*** PASSAGE FOR REVIEW

THE HIGH political heat over ‘Coalgate’ is a stark symptom of the befuddlements of contemporary Indian public life. On the one hand, we are beseiged by evidence of brazen corruption. On the other, we seem condemned to live with empty noise at every level of our collective life. If Parliament is reduced to a perennially shut shop, how is political accountability to be shaped? Is there to be no satisfactory closures to any public exposé?
In the current case, Prime Minister Manmohan Singh, who held the coal ministry for over three years, has a lot of tough questions to answer. When he had personally asserted that auctions were the most transparent route of allocating coal blocks back in 2004, why was the decision delayed for six years? In the interim, why were a rash of precious coal blocks handed to select private players at a fraction of the market price? When almost 80 percent of them failed to work their mines, why did he not seek accountability? Why were the supposed reductions in steel and power prices not passed down to consumers? What were the extra-legal considerations that drove these decisions? TEHELKA Investigations Editor Ashish Khetan’s exhaustive story two weeks ago – Corruption by Weakness – details the full contours of this scam and the disturbing questions it raises. (BJP leader Arun Jaitley called it the best report on the subject.)
Unfortunately, despite the gravity of the situation, the BJP’s obstruction of Parliament hardly seems the best way to ransom answers out of the PM. Jaitley has said the BJP will not let Parliament function until the PM steps down. Some in the media are calling this “the worst political crisis since 2009”. But if one looks beneath the surface flame, the demand seems just cold posture. Outside Parliament, it may be legitimate for the BJP to demand the PM’s resignation on moral grounds. But within Parliament, the only mechanism to enforce this is to ask for a no-confidence vote. The BJP is clearly in no position to do that. Neither its allies, nor other Opposition parties, want this. In fact, many like the BJD, want a debate on the scam with a vote under Rule 184/191, which could lead to a censure of the government. Why is the BJP forestalling such a debate? If its maximalist position cannot have the desired effect, is it justified in stalling Parliament indefinitely? Why can’t it make a compelling intellectual and moral case for the PM’S resignation within Parliament while letting Parliament function?

******
*** GIVEN RECORDS

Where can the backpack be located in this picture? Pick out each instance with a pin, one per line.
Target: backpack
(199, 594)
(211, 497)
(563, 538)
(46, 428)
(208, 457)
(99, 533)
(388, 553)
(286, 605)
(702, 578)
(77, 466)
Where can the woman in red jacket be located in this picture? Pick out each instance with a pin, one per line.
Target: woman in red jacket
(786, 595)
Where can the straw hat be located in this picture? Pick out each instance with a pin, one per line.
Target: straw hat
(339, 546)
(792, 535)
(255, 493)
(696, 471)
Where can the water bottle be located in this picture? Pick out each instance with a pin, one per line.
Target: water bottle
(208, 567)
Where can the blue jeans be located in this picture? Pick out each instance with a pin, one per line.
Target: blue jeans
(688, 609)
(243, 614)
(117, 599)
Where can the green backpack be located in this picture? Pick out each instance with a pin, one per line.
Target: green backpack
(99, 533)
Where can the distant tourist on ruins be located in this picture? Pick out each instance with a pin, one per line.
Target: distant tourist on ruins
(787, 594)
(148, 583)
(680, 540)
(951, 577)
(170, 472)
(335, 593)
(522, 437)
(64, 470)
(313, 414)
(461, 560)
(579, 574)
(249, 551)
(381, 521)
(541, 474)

******
*** GIVEN RECORDS

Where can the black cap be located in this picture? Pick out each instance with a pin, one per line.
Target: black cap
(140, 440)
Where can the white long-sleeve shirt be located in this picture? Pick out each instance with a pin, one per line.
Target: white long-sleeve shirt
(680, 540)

******
*** GIVEN RECORDS

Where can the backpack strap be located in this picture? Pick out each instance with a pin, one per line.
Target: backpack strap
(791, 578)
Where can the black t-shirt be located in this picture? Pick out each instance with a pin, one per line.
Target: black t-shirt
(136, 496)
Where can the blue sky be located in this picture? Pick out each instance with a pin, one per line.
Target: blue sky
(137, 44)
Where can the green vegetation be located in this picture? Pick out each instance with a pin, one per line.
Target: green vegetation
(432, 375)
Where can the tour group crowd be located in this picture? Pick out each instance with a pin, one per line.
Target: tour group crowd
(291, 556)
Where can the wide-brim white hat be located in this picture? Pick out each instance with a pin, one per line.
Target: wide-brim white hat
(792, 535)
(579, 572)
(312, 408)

******

:: YOUR OBJECTIVE ::
In the Coalgate editorial, for how long did Prime Minister Manmohan Singh hold the coal ministry?

:: SOLUTION FOR THIS EXERCISE ::
Over three years.